Objectif a | D'après la critique du recueil « Le Géomètre aveugle », combien de nouvelles plus courtes accompagnent la novella dans ce recueil ?

Texte donné |
_ _ _ _

LE GEOMETRE AVEUGLE de Kim Stanley Robinson

Kim Stanley Robinson fait partie des valeurs sures de la science-fiction actuelle. On lui droit quelques « briques » comme son imposante CHRONIQUE DES ANNEES NOIRES (une superbe uchronie) ou sa fameuse trilogie dédiée à la planète MARS qui récolta de nombreux prix prestigieux (Hugo, Nebula, Locus et British Science-fiction).

Ce recueil se compose d’une novella (« Le géomètre aveugle ») et de sept nouvelles plus courtes pour un total de 320 pages.

« Le Géomètre aveugle » s’intéresse à Carlos, un aveugle passionné de mathématique qui a transformé son handicap en avantage dans le domaine de la géométrie à n dimensions. Il prend contact avec Marie, une jeune femme aux propos peu cohérents, et soupçonne les services secrets de surveiller leurs échanges verbaux. Il entame une relation amoureuse avec Marie mais comprend également qu’il est manipulé par le gouvernement…La nouvelle se base explicitement sur un théorème élaboré au XVIème siècle par le mathématicien français Girard Desargues et considéré comme la base de la géométrie projective. Si tout cela parait complexe ou même obscur (références mathématiques, « name dropping » de compositeurs de musique expérimentale, etc.), l’intrigue se suit aisément. Kim Stanley Robinson privilégie l’histoire d’amour, agrémentée d’une trame d’espionnage pas franchement originale mais efficace, pour accoucher d’une novella réussie justement récompensée par le Prix Nebula et nominée pour le Hugo et le Locus.

Les autres nouvelles abordent des thèmes divers. Sans les citer toutes, mentionnons l’intéressant « Les lunatiques », une histoire assez longue (plus de quarante pages) consacrée au calvaire des mineurs extrayant, de la lune, un métal indispensable aux Terriens. La science-fiction s’y trouve réduite au minimum (le contexte) pour privilégier un récit dystopique particulièrement sombre (au propre comme au figuré) sur l’esclavage moderne.

_ _ _ _

Objectif b | Réécrivez sous forme de liste numérotée les lignes des enregistrements, depuis leur début jusqu'à la ligne contenant « x=562, y=139 », celle-ci comprise, sans les lignes vides. Laissez les images hors de votre réponse.

Enregistrements de pointage d'objets sur photo
_ _ _ _

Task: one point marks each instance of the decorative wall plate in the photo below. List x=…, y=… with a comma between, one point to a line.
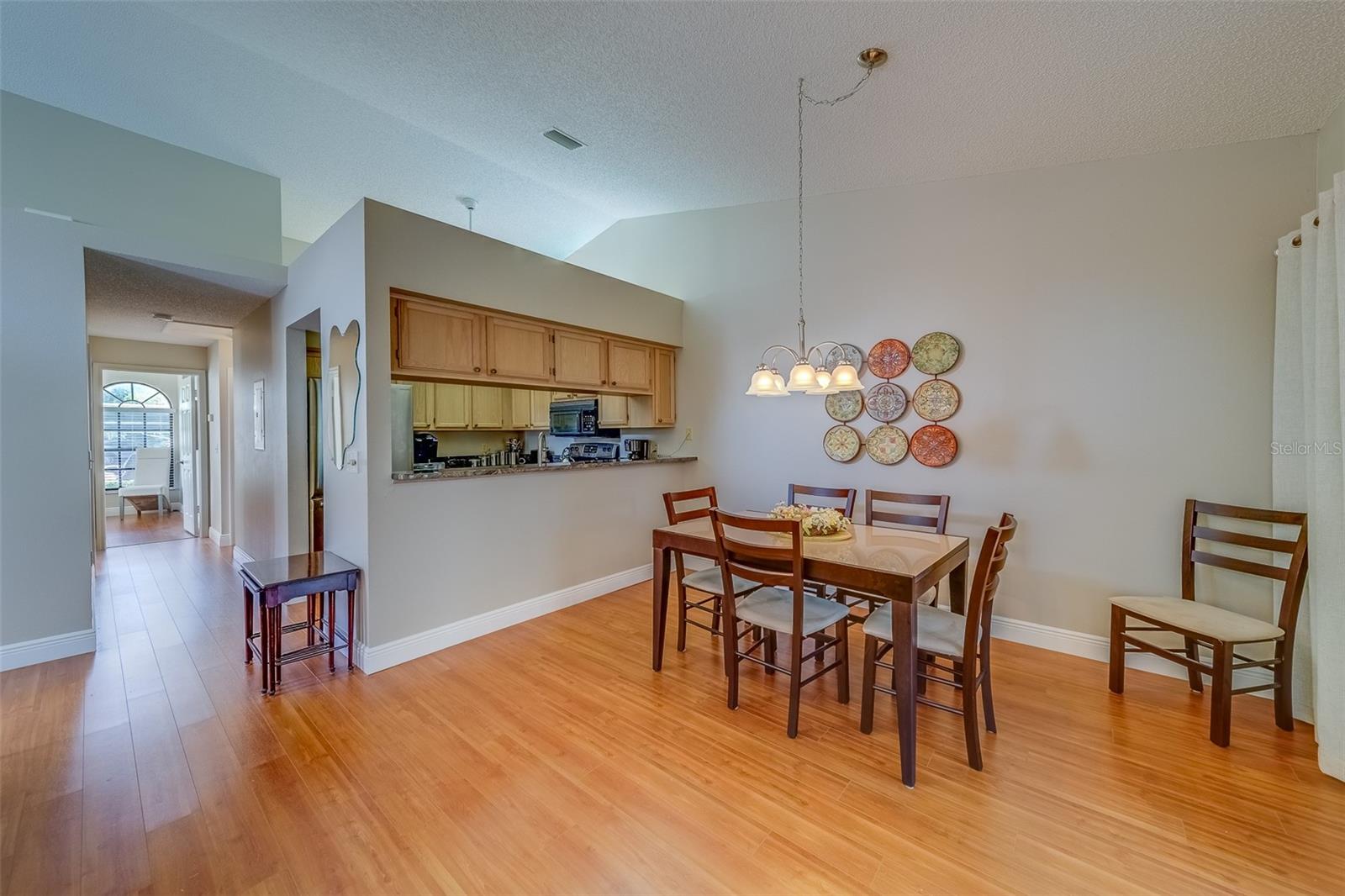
x=934, y=445
x=888, y=358
x=841, y=443
x=845, y=405
x=885, y=401
x=936, y=400
x=849, y=354
x=885, y=444
x=935, y=353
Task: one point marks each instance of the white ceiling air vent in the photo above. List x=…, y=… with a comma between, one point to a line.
x=562, y=139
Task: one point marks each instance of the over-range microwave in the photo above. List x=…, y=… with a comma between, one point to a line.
x=578, y=417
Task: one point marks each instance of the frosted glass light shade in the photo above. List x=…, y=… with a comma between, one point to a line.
x=847, y=378
x=802, y=377
x=767, y=382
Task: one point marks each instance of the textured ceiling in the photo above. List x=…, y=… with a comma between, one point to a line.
x=123, y=295
x=683, y=105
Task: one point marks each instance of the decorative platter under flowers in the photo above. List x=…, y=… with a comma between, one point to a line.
x=817, y=524
x=936, y=400
x=935, y=353
x=885, y=401
x=841, y=443
x=845, y=405
x=888, y=358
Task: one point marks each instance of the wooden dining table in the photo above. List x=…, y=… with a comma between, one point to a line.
x=891, y=564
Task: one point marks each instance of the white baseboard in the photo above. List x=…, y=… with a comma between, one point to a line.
x=40, y=650
x=1078, y=643
x=378, y=656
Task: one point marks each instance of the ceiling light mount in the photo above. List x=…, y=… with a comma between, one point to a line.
x=873, y=57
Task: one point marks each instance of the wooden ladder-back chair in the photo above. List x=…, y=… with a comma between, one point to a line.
x=771, y=552
x=1221, y=630
x=962, y=640
x=708, y=582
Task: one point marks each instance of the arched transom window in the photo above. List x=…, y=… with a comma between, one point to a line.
x=134, y=414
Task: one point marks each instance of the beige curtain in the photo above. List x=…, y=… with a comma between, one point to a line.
x=1308, y=456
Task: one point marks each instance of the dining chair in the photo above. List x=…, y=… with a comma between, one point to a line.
x=771, y=552
x=961, y=640
x=708, y=582
x=1221, y=630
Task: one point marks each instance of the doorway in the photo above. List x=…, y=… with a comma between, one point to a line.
x=147, y=427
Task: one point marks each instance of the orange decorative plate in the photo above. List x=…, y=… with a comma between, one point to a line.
x=841, y=443
x=888, y=358
x=885, y=444
x=935, y=400
x=934, y=445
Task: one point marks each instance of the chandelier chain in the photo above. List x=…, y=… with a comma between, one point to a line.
x=815, y=101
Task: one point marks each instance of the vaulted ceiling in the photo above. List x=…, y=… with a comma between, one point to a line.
x=683, y=105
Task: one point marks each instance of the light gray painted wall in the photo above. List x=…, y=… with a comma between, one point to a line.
x=329, y=279
x=1116, y=324
x=45, y=485
x=103, y=175
x=1331, y=148
x=443, y=552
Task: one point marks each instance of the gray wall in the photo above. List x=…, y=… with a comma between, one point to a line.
x=103, y=175
x=1116, y=322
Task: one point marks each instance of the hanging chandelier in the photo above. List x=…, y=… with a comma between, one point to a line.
x=818, y=378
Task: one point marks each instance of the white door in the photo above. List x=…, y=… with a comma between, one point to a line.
x=187, y=454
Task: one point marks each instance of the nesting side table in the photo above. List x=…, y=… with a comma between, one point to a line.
x=269, y=582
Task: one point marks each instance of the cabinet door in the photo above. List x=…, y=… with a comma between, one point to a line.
x=488, y=408
x=614, y=410
x=665, y=387
x=629, y=366
x=541, y=410
x=580, y=360
x=423, y=405
x=450, y=407
x=437, y=338
x=518, y=350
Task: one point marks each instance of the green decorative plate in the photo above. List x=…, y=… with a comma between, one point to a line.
x=845, y=405
x=936, y=400
x=935, y=353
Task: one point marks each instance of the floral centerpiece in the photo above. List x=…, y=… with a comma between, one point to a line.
x=814, y=521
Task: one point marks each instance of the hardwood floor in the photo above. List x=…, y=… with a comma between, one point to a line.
x=549, y=757
x=145, y=529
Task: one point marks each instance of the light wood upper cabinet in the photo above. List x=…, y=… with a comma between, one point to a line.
x=488, y=408
x=630, y=366
x=518, y=350
x=580, y=360
x=614, y=410
x=437, y=338
x=451, y=407
x=658, y=409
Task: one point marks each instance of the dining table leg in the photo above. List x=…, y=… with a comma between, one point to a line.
x=905, y=665
x=662, y=561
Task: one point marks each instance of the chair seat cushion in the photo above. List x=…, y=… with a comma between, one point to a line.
x=712, y=582
x=139, y=492
x=938, y=631
x=1203, y=619
x=773, y=609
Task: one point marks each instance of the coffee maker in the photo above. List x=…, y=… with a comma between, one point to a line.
x=636, y=448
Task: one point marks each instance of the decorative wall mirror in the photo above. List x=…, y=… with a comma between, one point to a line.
x=343, y=383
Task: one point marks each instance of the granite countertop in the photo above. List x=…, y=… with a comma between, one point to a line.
x=471, y=472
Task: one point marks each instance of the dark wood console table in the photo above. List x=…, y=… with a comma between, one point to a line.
x=271, y=582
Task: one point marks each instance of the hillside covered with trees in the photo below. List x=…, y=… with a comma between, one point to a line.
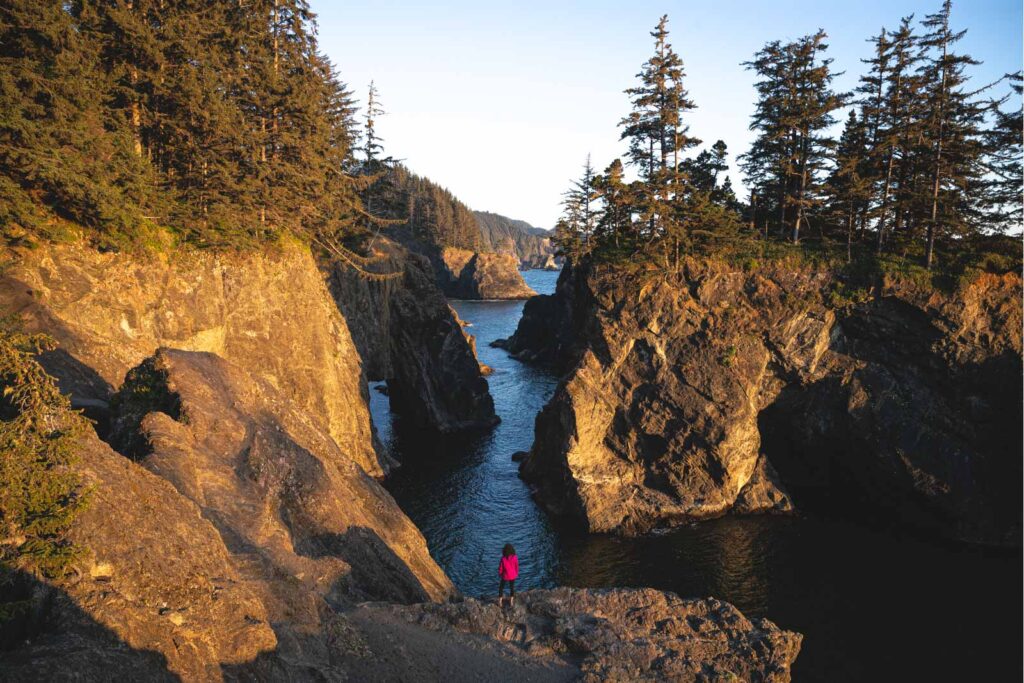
x=926, y=171
x=215, y=123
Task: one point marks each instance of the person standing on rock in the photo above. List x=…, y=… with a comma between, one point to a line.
x=508, y=570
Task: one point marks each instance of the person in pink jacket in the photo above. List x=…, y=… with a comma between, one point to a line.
x=508, y=570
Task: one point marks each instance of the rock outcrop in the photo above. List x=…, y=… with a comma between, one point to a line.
x=615, y=635
x=156, y=595
x=268, y=311
x=291, y=505
x=466, y=274
x=531, y=246
x=723, y=388
x=408, y=335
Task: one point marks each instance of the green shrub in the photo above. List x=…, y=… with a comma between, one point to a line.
x=40, y=492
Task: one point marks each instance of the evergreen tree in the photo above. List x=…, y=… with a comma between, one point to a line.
x=792, y=117
x=373, y=144
x=657, y=136
x=850, y=183
x=1004, y=162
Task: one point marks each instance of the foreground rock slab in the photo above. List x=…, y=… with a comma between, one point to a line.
x=610, y=635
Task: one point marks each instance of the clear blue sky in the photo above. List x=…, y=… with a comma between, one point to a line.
x=501, y=102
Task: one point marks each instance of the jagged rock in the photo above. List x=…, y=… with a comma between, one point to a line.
x=408, y=335
x=546, y=262
x=466, y=274
x=156, y=595
x=685, y=395
x=269, y=311
x=547, y=330
x=617, y=635
x=300, y=516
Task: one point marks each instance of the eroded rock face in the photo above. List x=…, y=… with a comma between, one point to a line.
x=407, y=334
x=620, y=635
x=269, y=312
x=466, y=274
x=156, y=595
x=720, y=389
x=301, y=518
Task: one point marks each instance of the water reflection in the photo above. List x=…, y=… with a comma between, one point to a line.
x=871, y=605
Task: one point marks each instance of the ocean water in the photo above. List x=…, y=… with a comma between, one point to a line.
x=872, y=604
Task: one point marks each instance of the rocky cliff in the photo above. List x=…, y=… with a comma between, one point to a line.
x=408, y=335
x=726, y=388
x=231, y=548
x=531, y=246
x=267, y=311
x=237, y=535
x=466, y=274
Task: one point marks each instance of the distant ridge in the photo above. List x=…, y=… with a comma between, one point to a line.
x=529, y=244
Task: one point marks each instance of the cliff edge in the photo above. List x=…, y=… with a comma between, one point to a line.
x=722, y=388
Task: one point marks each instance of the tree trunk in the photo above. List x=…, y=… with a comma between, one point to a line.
x=930, y=249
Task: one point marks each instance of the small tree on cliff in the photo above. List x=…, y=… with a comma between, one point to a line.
x=39, y=489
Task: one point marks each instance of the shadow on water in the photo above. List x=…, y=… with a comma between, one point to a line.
x=871, y=604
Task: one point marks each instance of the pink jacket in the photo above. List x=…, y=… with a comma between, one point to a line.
x=508, y=568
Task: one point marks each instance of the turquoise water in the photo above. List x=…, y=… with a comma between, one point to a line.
x=872, y=604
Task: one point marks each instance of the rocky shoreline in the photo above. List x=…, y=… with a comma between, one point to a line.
x=724, y=389
x=238, y=531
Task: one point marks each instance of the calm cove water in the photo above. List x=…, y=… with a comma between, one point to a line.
x=871, y=604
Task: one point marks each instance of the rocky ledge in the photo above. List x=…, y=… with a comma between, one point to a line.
x=609, y=635
x=723, y=388
x=408, y=335
x=466, y=274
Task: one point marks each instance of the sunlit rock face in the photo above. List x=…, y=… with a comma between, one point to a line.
x=614, y=635
x=722, y=388
x=266, y=310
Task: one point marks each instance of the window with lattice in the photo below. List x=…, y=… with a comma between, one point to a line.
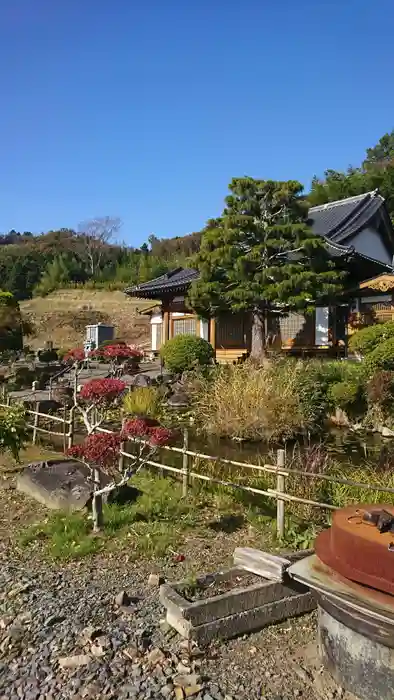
x=184, y=326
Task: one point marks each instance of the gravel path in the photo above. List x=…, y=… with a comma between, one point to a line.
x=63, y=636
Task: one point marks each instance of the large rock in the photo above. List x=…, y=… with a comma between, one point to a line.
x=59, y=484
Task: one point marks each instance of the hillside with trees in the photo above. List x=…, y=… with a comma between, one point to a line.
x=36, y=265
x=375, y=172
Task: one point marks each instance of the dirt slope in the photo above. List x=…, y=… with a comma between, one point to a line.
x=63, y=315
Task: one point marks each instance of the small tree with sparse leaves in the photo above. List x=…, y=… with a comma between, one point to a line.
x=103, y=452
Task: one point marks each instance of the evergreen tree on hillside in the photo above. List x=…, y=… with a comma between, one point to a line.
x=375, y=173
x=261, y=254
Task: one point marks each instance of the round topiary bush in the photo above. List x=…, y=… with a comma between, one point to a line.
x=381, y=358
x=186, y=352
x=367, y=339
x=346, y=395
x=380, y=389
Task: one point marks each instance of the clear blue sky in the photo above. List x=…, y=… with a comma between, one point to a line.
x=146, y=110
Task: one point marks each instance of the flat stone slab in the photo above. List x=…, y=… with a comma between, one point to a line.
x=261, y=563
x=59, y=484
x=239, y=611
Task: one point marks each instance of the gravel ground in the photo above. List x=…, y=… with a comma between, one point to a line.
x=63, y=636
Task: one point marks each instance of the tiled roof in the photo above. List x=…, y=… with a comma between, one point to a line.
x=339, y=220
x=336, y=221
x=177, y=280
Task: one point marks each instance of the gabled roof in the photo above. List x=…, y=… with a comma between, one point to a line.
x=335, y=221
x=339, y=220
x=178, y=280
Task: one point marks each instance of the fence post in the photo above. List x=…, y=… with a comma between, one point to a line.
x=36, y=421
x=280, y=487
x=70, y=434
x=185, y=463
x=121, y=449
x=64, y=428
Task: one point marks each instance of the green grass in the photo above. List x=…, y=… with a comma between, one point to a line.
x=157, y=520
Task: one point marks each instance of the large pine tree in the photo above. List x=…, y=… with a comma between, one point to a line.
x=261, y=254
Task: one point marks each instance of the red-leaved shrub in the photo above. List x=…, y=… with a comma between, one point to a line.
x=102, y=391
x=74, y=355
x=100, y=449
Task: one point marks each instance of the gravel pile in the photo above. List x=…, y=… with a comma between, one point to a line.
x=97, y=631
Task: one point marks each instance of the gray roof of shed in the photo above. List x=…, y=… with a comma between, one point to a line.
x=336, y=221
x=177, y=280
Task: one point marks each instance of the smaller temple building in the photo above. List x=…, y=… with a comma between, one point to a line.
x=359, y=235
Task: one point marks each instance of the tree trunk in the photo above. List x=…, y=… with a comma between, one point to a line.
x=97, y=504
x=258, y=348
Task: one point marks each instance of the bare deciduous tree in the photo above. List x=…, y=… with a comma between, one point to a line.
x=95, y=235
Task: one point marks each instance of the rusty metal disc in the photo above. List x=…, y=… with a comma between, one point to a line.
x=357, y=550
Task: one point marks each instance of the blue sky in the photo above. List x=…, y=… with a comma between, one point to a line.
x=146, y=110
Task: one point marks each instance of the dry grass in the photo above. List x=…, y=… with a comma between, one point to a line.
x=63, y=315
x=248, y=402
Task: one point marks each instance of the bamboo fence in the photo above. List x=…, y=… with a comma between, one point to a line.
x=188, y=473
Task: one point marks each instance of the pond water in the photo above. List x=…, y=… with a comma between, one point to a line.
x=346, y=447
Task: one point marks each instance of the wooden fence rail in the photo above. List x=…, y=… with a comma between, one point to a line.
x=190, y=458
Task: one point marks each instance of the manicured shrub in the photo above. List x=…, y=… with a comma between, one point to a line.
x=348, y=395
x=381, y=358
x=102, y=391
x=74, y=355
x=367, y=339
x=48, y=355
x=380, y=389
x=186, y=352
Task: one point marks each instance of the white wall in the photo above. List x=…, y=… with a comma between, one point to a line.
x=204, y=329
x=322, y=325
x=155, y=320
x=368, y=242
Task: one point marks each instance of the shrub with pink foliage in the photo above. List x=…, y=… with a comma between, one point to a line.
x=99, y=449
x=102, y=391
x=74, y=355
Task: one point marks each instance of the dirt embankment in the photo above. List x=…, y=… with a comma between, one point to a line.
x=63, y=315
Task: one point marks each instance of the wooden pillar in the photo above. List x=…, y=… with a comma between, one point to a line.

_ _ _ _

Résultat attendu a | Sept nouvelles plus courtes accompagnent la novella.

Résultat attendu b |
1. Task: one point marks each instance of the decorative wall plate in the photo below. List x=…, y=… with a comma between, one point to a line.
2. x=934, y=445
3. x=888, y=358
4. x=841, y=443
5. x=845, y=405
6. x=885, y=401
7. x=936, y=400
8. x=849, y=354
9. x=885, y=444
10. x=935, y=353
11. Task: one point marks each instance of the white ceiling air vent in the photo above. List x=…, y=… with a comma between, one point to a line.
12. x=562, y=139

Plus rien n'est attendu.